-- BEGIN Information provided --

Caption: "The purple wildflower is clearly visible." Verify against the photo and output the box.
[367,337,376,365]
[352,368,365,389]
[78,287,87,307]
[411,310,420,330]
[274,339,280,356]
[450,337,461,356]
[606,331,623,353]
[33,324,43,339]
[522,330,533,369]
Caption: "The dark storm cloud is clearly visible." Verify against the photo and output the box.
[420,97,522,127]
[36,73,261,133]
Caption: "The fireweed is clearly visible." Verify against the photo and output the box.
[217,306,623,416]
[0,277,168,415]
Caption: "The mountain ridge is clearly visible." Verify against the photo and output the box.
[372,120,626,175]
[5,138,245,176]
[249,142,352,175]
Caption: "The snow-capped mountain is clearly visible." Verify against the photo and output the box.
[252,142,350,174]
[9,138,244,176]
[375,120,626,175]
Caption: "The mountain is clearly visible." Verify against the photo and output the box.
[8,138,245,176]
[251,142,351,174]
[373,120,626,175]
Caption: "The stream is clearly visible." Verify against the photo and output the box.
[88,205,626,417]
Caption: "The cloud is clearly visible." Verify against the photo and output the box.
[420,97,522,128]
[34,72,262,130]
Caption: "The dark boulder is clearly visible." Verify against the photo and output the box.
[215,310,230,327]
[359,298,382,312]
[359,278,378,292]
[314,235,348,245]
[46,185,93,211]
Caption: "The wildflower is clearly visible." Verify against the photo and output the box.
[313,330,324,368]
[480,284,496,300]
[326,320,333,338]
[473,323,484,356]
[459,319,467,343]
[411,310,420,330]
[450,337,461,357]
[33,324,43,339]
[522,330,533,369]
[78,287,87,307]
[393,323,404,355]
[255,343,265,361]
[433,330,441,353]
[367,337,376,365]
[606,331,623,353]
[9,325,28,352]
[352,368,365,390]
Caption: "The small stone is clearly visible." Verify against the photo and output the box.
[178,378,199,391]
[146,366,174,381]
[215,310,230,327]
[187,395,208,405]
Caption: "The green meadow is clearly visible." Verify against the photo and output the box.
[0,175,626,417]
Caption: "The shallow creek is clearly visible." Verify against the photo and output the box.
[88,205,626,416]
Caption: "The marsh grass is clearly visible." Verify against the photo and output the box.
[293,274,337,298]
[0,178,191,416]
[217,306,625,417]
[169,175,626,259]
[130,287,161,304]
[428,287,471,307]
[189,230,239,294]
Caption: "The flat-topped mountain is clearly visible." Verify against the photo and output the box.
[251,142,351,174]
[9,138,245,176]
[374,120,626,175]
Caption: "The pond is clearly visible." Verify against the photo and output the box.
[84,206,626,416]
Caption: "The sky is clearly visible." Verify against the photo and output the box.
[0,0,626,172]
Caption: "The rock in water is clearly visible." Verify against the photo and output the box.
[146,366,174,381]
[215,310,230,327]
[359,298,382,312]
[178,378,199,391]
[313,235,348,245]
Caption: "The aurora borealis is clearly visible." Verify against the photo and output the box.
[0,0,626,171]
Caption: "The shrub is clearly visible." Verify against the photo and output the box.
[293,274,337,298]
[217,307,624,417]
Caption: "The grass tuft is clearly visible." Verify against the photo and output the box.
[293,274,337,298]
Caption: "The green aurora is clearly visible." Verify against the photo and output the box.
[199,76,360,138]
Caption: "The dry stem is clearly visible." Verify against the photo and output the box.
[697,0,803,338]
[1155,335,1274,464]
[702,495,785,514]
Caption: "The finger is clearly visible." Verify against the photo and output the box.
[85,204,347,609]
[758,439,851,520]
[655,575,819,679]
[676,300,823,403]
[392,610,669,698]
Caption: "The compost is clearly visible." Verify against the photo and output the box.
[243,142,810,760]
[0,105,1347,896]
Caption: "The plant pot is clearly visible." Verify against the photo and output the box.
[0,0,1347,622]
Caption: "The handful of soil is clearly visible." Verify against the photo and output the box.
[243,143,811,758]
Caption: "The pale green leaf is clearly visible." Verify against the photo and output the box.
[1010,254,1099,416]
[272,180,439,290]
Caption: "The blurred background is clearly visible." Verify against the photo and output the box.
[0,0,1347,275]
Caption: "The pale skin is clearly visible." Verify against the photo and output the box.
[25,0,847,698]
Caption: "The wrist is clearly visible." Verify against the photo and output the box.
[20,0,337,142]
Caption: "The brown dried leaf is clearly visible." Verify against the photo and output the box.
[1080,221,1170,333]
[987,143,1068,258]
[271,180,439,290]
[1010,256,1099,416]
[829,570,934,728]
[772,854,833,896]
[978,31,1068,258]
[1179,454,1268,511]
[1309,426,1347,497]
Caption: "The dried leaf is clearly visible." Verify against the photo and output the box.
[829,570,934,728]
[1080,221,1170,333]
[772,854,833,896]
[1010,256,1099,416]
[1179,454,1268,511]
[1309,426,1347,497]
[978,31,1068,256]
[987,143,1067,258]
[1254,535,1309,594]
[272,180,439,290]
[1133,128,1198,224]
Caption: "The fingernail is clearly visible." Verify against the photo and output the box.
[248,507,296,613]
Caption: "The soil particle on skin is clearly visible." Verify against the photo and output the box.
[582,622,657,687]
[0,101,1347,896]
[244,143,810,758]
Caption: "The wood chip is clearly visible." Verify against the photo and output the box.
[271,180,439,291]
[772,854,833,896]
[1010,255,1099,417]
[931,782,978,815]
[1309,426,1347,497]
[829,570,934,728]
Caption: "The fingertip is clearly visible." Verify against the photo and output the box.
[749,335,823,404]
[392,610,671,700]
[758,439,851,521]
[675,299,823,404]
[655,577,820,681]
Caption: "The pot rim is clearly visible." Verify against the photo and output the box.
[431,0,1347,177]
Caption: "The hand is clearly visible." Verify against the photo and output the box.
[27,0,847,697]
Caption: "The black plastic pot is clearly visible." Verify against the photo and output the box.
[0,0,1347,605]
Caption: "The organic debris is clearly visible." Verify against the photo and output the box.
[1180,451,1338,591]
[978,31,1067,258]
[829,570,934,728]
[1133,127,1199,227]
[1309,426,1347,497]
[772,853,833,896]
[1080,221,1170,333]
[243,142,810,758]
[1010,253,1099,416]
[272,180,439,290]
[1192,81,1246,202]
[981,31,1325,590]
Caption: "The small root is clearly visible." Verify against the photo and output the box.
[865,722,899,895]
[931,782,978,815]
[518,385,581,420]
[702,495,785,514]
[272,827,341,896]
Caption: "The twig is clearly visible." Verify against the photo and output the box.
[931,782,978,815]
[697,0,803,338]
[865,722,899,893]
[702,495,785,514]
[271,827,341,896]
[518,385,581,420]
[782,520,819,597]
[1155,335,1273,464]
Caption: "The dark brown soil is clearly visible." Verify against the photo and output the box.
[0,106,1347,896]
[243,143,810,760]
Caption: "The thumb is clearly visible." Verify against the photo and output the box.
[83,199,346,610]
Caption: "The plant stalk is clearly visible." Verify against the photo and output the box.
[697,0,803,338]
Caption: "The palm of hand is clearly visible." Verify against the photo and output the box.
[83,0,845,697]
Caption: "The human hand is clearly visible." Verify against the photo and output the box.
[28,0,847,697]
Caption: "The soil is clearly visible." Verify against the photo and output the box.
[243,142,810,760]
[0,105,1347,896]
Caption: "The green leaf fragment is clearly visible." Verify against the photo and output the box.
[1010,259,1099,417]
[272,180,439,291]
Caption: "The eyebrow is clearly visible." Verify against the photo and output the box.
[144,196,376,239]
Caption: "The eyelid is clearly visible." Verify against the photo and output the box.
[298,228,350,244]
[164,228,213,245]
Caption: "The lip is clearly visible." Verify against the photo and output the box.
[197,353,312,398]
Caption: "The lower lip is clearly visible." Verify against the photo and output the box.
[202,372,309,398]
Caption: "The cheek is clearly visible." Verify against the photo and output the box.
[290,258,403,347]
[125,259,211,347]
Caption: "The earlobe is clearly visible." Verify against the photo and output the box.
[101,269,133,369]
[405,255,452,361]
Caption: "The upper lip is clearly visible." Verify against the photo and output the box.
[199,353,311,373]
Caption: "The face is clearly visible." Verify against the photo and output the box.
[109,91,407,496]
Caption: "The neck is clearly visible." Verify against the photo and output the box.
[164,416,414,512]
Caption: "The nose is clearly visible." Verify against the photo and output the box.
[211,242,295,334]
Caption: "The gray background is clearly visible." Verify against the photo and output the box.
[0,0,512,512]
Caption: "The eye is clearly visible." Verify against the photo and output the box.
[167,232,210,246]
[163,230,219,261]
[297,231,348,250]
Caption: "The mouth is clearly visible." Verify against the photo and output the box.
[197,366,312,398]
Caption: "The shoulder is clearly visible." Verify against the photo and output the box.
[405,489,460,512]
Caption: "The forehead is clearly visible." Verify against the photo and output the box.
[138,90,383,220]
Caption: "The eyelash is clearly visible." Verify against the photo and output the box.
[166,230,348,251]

-- END Information provided --

Convert the listing lines beginning at the line that contains "rim is clearly" and ending after the line that contains "[272,827,341,896]" into a JSON list of strings, one string per line, leaving out blank lines.

[
  "Caption: \"The pot rim is clearly visible.\" Verify against the photo and output the box.",
  "[431,0,1347,177]",
  "Caption: \"The hand is clearly visible.\" Verify against the photo and output the box.",
  "[27,0,847,697]",
  "Caption: \"The black plastic pot is clearly visible.\" Verify against the photo and output the box.",
  "[0,0,1347,605]",
  "Caption: \"The organic debris is clearly visible.\" Verify against the photo and output the box.",
  "[1180,451,1338,591]",
  "[978,31,1067,258]",
  "[829,570,934,728]",
  "[1133,127,1199,227]",
  "[1309,426,1347,497]",
  "[772,853,833,896]",
  "[1080,221,1170,333]",
  "[243,142,810,758]",
  "[1010,253,1099,416]",
  "[272,180,439,290]",
  "[1192,81,1246,202]",
  "[981,31,1325,590]",
  "Caption: \"The small root is clearly visible.\" Verify against the photo and output the box.",
  "[865,722,899,895]",
  "[931,782,978,815]",
  "[518,385,581,420]",
  "[702,495,785,514]",
  "[272,827,341,896]"
]